**Challenges**
**A.** In the forum thread on Desktop Plus and Roxio Creator, condense the paragraph beginning "For conversions, Videora Tivo Converter" into a shorter version that keeps its main facts.
**B.** Carry on the forum thread on Desktop Plus and Roxio Creator from its last post.

**Document extract**
▬▬▬

# Desktop Plus or Roxio Creator?



## Darrelpr (Mar 28, 2003)

Does the Tivo "sanctioned" version of Roxio Creator includes the transcoding functionality of Tivo Desktop Plus? Or, if I want to convert shows to Zune *and* burn DVDs for the living room, will I need to buy both Desktop Plus _and_ Roxio Creator?

thanks in advance!


----------



## dlfl (Jul 6, 2006)

Darrelpr said:


> Does the Tivo "sanctioned" version of Roxio Creator includes the transcoding functionality of Tivo Desktop Plus? Or, if I want to convert shows to Zune *and* burn DVDs for the living room, will I need to buy both Desktop Plus _and_ Roxio Creator?
> 
> thanks in advance!


I don't know a single program that will do all that but you could save yourself the price of desktop plus by using (free) pyTivo and pyTivo (two links).

For conversions, Videora Tivo Converter seems to get a lot of praise on this forum, although I haven't used it myself. Beware of Roxio video stuff if you don't have a fairly powerful PC, e.g., 3 GHz and 1 GB ram. It seems to be very demanding on resources.


----------



## Darrelpr (Mar 28, 2003)

Doh!!! As it turns out, if you're running Vista Home Premium or Ultimate, you don't need to purchase any additional software. Windows Movie Maker will transcode the *.tivo files to *.mpg and then you can publish to DVD using Windows DVD Maker.

▬▬▬

**Dataset extract**

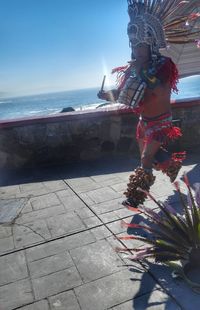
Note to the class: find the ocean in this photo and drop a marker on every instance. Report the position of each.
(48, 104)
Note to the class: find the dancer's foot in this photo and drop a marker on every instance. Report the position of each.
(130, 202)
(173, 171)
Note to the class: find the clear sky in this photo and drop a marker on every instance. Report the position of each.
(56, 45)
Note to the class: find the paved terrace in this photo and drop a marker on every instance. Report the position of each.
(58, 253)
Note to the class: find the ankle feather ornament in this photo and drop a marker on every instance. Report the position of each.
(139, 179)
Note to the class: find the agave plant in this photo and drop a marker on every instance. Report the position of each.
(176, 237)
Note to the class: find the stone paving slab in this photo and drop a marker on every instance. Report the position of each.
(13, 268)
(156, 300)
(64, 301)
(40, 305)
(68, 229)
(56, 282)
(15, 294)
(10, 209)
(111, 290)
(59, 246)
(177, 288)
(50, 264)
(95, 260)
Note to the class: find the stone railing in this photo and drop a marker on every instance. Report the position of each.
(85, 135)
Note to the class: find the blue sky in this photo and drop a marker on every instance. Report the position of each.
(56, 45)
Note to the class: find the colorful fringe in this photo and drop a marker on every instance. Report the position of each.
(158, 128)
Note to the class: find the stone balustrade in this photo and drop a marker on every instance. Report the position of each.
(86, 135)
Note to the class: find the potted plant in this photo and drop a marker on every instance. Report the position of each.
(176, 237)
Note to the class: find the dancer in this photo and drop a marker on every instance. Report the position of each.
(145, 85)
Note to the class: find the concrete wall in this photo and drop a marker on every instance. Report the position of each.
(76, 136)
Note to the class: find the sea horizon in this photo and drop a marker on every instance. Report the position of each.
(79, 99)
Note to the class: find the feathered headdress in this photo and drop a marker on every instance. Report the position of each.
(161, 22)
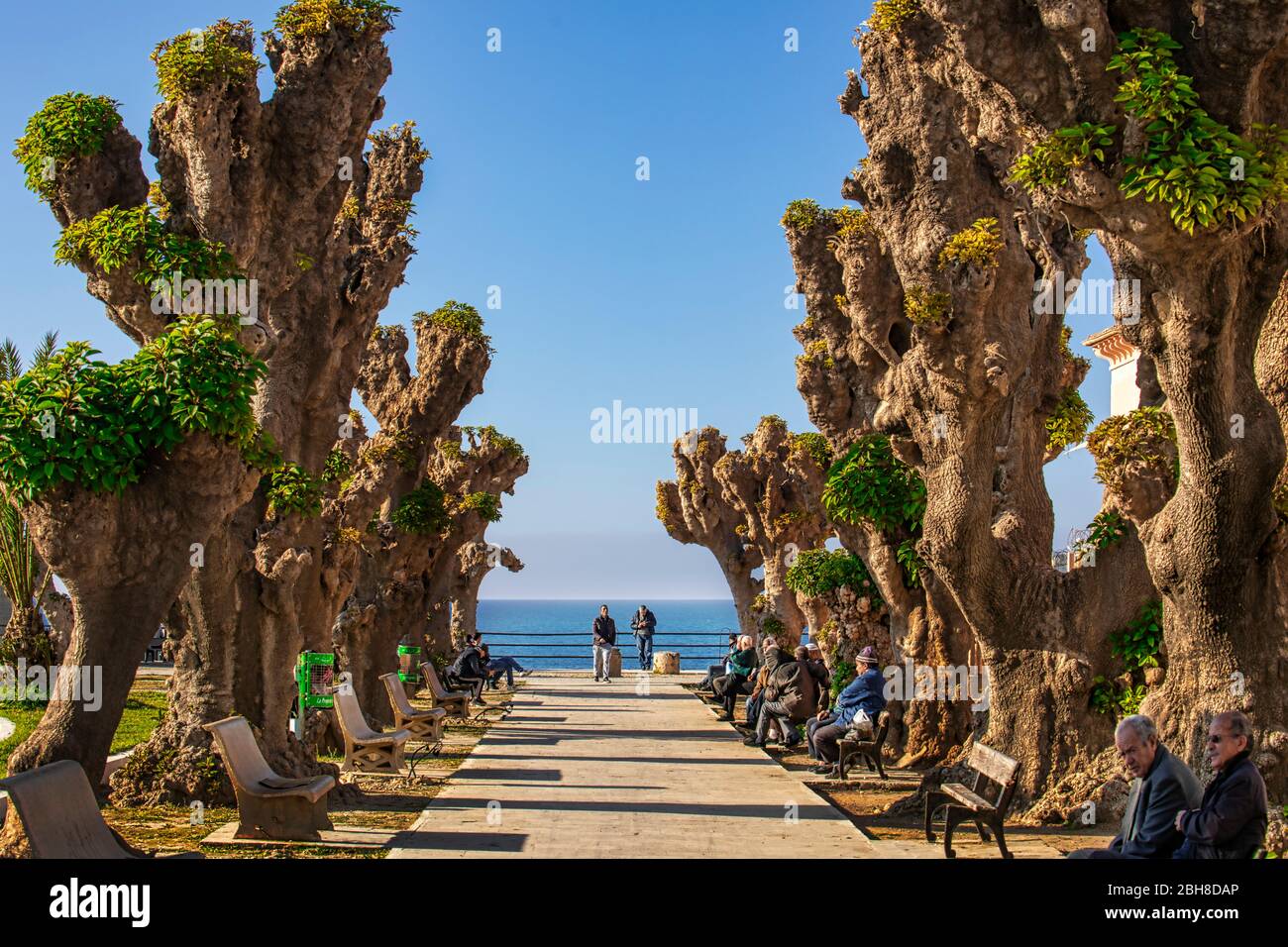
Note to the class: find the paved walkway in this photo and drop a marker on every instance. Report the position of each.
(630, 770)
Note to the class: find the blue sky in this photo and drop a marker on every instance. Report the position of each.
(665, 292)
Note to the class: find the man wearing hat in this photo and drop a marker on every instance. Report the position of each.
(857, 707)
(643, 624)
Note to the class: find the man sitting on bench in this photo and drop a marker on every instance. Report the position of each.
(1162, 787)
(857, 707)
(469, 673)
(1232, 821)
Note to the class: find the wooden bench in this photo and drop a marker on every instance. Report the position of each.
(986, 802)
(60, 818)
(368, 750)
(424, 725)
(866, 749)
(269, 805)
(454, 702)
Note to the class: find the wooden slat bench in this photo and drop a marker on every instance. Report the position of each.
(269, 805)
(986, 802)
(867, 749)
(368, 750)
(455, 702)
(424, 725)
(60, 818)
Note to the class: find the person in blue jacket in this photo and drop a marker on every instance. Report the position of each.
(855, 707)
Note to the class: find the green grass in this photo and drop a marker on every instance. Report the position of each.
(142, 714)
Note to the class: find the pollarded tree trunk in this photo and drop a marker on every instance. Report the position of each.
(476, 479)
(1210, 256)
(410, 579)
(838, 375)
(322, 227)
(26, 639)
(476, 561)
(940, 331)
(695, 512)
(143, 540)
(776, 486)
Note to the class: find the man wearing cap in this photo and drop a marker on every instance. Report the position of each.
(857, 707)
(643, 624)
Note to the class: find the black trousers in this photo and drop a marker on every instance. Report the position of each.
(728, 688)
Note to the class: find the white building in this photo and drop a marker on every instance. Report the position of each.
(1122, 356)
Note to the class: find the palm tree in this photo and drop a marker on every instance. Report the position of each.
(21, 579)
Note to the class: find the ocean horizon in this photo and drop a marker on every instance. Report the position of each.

▬▬▬

**The results**
**A.** Videora Tivo Converter is widely praised on the forum for conversions, though the writer has not used it. Roxio video software is very resource-heavy, so avoid it without a fairly powerful PC, such as one with 3 GHz and 1 GB of RAM.

**B.**
_Beware of Roxio video stuff if you don't have a fairly powerful PC, e.g., 3 GHz and 1 GB ram. It seems to be very demanding on resources. _

Thanks - good to know. My primary machine is a Tosh M4 laptop with a Pentium M (1.86 ghz) proc. As I type this, I'm using WMM to transcode a 2hour, best quality *.tivo file. The processor is running at 100% and the status bar indicates that it's going to take several hours. This obviously is probably a machine not that well suited for this kind of stuff. Depending on the results of the Windows' apps, I may give the pyTivo apps a try next.


----------



## kthurman (Dec 30, 2007)

Can you explain exactly how wmm transcodes the .tivo file to an .mpg file? I have wmm version 6.0 (build 6000) and I don't see an intuitive way to do this...


----------



## greg_burns (May 22, 2004)

kthurman said:


> Can you explain exactly how wmm transcodes the .tivo file to an .mpg file? I have wmm version 6.0 (build 6000) and I don't see an intuitive way to do this...


.tivo files are just encrypted MPEG-2 files with metadata attached to the begenning of the file.

If you use something like TivoDecode you can free the .mpg from the .tivo wrapper.


----------



## bhaas (Aug 5, 2003)

Darrelpr said:


> Doh!!! As it turns out, if you're running Vista Home Premium or Ultimate, you don't need to purchase any additional software. Windows Movie Maker will transcode the *.tivo files to *.mpg and then you can publish to DVD using Windows DVD Maker.


When you use WMM to transcode from .tivo to .mpg, where do you publish to? DVD? Publishing to computer only lets you save it as .avi or .wmv

thanks


----------



## classicsat (Feb 18, 2004)

WMM probably ties into the Directshow filter.


----------



## Darrelpr (Mar 28, 2003)

bhaas said:


> When you use WMM to transcode from .tivo to .mpg, where do you publish to? DVD? Publishing to computer only lets you save it as .avi or .wmv
> 
> thanks


If you have Vista Home Premium or Ultimate, you have the additional option of "publishing to DVD". When you select that option, WMM saves your project then invokes Windows DVD Maker. WDM then presents you a series of wizards which walks you through creating your DVD - including creating menus, etc. Works like a champ with the standard TivoToGo package and given Vista's WMM ability to publish as a .wmv, there's no need to purchase the Desktop Plus.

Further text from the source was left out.